TASK TO COMPLETE =
Carry on the article below about the Court of Appeal ruling in the dispute between Singh and the BCA, picking up after its final sentence.

EXCERPTED TEXT =
[Start of Attachment]

The Court of Appeal said that in a debate such as those that rage over the efficacy of alternative therapies, there was fierce dispute about what can even count as evidence. Singh submitted to the Court a survey of controlled scientific studies that he said prove his view to be true. The BCA submitted studies, including one of babies crying which contained no 'control', a basic part of normal scientific research.

"If in the course of the debate the view is expressed that there is not a jot of evidence for one deduction or another, the natural meaning is that there is no worthwhile or reliable evidence for it. That is as much a value judgment as a contrary viewpoint would be," he said.

The ruling said that Courts must not be used as places where heavily disputed truths in other disciplines – such as science – are decided, and that courts should not then be used as tools to silence dissenting voices. The judges said that they hoped that the Courts would not be used as censors, as Church authorities were in Rome in Milton's day.

"Milton, recalling in the Areopagitica his visit to Italy in 1638-9, wrote: 'I have sat among their learned men, for that honour I had, and been counted happy to be born in such a place of philosophic freedom, as they supposed England was, while themselves did nothing but bemoan the servile condition into which learning among them was brought; …. that nothing had been there written now these many years but flattery and fustian. There it was that I found and visited the famous Galileo, grown old a prisoner of the Inquisition, for thinking in astronomy otherwise than the Franciscan and Dominican licensers thought.' That is a pass to which we ought not to come again," the ruling said.

The ruling also emphasised that the place where science disputes should be settled is in the scientific realm, in free and open debates between practitioners, not in court rooms.

[End of Attachment]

Data excerpts:

[Start of Attachment]

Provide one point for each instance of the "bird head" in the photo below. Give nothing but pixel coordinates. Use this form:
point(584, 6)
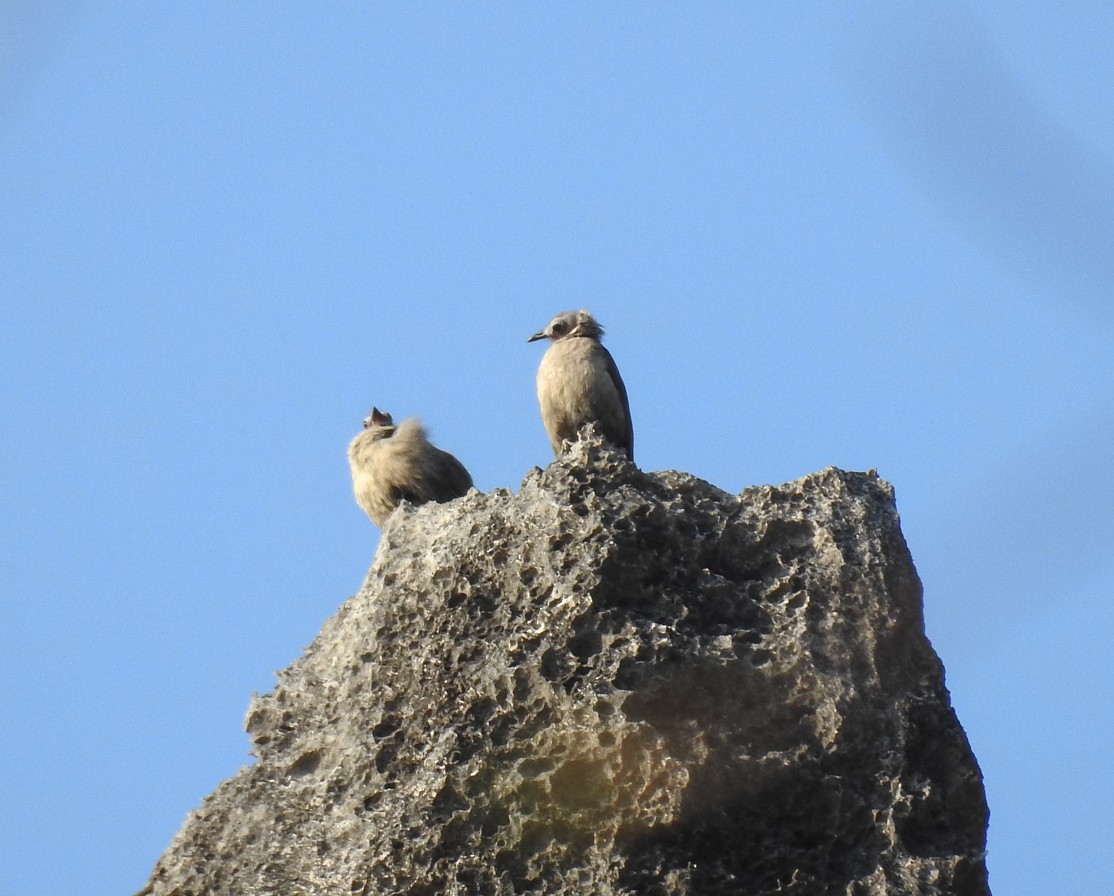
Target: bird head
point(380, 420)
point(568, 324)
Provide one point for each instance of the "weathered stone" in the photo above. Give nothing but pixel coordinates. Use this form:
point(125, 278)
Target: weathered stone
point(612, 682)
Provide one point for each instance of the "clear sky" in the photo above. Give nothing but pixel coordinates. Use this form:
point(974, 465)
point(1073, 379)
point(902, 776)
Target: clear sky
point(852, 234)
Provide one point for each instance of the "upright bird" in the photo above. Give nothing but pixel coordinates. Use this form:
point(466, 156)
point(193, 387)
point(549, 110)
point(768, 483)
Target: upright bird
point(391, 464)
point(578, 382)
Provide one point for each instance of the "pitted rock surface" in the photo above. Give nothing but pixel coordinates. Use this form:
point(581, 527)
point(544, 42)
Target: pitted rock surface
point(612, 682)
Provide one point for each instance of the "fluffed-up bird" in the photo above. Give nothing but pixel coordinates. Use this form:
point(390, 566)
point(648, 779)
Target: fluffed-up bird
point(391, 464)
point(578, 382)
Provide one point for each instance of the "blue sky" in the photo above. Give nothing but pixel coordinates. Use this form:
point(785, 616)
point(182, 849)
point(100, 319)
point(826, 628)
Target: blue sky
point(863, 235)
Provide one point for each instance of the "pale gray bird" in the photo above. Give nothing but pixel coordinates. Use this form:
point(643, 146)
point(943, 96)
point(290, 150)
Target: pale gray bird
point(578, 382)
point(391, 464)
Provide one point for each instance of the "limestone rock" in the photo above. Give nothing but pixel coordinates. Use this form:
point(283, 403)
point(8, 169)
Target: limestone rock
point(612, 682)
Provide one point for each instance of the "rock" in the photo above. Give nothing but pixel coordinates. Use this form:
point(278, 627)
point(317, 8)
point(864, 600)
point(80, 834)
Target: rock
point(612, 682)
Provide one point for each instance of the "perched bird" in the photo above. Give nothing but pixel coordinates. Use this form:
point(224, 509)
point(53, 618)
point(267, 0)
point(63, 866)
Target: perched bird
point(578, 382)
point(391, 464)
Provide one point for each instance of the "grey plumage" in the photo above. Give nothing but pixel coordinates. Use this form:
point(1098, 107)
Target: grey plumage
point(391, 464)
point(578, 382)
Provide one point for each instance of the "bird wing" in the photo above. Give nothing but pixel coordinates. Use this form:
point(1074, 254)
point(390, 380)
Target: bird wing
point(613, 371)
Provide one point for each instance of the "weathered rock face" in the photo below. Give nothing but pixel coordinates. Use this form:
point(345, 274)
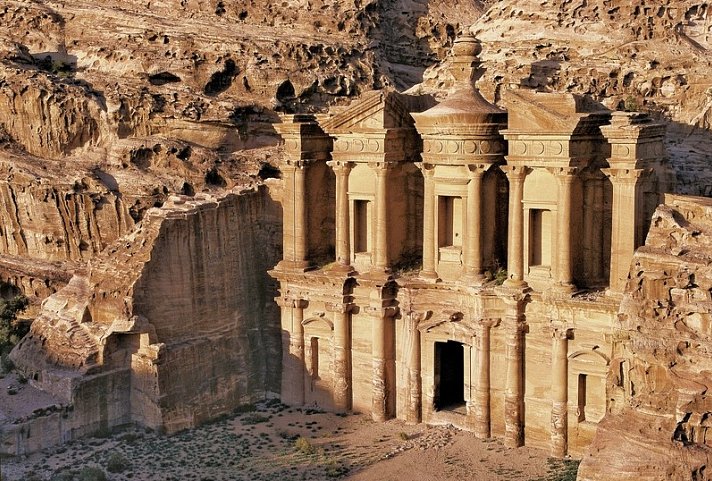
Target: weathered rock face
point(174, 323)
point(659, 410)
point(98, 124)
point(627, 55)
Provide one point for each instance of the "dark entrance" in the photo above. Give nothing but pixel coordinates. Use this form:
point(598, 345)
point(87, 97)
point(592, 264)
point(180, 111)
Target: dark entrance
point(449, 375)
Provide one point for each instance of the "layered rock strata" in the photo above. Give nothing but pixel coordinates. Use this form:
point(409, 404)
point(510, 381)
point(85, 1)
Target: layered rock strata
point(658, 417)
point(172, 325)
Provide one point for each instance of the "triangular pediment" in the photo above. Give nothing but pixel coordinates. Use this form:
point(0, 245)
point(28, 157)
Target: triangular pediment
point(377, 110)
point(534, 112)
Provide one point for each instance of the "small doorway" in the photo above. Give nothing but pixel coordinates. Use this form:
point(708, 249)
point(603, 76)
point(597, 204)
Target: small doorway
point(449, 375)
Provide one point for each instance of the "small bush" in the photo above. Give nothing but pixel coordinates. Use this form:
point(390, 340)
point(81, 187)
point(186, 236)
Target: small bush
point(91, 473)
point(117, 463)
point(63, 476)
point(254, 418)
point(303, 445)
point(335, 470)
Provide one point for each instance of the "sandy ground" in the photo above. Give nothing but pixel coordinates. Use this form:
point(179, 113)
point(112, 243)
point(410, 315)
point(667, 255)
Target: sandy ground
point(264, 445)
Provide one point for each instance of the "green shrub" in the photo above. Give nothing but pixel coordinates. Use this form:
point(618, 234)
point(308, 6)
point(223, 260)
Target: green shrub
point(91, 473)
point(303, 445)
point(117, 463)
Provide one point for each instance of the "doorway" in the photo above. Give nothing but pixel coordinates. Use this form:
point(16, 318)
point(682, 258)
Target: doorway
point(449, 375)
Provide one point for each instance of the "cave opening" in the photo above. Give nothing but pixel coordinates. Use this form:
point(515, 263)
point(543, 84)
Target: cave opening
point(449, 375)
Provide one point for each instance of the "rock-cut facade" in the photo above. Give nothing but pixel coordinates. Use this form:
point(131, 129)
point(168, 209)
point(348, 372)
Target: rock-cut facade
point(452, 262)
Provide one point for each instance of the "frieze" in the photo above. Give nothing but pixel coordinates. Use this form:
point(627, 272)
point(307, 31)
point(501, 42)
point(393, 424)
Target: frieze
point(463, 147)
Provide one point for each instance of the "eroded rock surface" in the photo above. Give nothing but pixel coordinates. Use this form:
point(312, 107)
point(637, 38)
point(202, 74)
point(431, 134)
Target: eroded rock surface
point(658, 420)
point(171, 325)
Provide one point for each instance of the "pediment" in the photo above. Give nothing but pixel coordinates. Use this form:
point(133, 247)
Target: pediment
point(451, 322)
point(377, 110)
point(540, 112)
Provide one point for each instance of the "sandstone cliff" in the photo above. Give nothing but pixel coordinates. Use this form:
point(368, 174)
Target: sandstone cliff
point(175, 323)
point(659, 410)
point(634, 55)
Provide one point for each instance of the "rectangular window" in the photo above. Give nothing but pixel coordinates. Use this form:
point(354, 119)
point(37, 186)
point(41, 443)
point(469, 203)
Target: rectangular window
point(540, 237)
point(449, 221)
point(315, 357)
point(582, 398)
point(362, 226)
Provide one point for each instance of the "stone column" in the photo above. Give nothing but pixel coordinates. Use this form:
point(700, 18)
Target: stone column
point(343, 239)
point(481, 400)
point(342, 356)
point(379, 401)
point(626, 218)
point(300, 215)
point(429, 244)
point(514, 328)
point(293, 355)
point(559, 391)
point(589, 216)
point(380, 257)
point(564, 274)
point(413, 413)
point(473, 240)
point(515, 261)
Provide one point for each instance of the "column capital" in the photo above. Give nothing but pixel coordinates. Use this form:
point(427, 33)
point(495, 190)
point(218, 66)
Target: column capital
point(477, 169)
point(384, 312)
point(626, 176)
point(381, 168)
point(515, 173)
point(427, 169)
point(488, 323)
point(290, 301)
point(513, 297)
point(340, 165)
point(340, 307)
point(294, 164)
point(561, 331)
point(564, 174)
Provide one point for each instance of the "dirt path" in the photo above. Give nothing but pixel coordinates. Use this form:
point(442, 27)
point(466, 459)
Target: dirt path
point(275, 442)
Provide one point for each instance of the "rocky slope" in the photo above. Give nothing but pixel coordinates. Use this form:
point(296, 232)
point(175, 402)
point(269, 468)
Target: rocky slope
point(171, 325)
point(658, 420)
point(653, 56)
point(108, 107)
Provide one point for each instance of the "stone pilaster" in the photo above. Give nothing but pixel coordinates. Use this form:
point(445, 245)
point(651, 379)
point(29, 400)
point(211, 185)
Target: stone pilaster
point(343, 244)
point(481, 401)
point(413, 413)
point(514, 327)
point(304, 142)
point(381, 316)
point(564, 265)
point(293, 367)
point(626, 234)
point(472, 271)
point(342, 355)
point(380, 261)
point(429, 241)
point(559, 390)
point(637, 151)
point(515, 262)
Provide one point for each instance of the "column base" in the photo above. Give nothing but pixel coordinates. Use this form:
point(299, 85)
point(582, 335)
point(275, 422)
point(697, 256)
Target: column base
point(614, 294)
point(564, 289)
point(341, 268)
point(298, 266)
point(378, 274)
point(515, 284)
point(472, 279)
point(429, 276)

[End of Attachment]

RESPONSE FOR THIS EXERCISE =
"We would respectfully adopt what Judge Easterbrook, now Chief Judge of the US Seventh Circuit Court of Appeals, said in a libel action over a scientific controversy, Underwager v Salter 22 Fed. 3d 730 (1994): '[Plaintiffs] cannot, by simply filing suit and crying 'character assassination!', silence those who hold divergent views, no matter how adverse those views may be to plaintiffs' interests. Scientific controversies must be settled by the methods of science rather than by the methods of litigation. … More papers, more discussion, better data, and more satisfactory models – not larger awards of damages – mark the path towards superior understanding of the world around us'," said the judges.

The ruling said that in this context of disputed evidence, and disputes even about what did and not constitute evidence, the use of the word 'happily' no longer meant that the BCA was knowingly promoting practices it believed to be false.

"The natural meaning of the passage, in other words, was not that the BCA was promoting what it knew to be bogus treatments but that it was promoting what Dr Singh contended were bogus treatments without regard to the want of reliable evidence of their efficacy – a meaning which takes one back to the assertion that there was not a jot of evidence for the BCA's claims," the ruling said.

Scientists, academics and news publishers have grown increasingly vocal in recent years about UK libel law, which is widely seen as being more restrictive than most.

The Government has said that it wants to reform libel law to 'rebalance' it in favour of the free speech of writers, academics and scientists, but it faced opposition from within the Labour Party this week and could struggle to pass its reforms before the general election and suspension of Parliament, whose announcement is widely expected next Tuesday.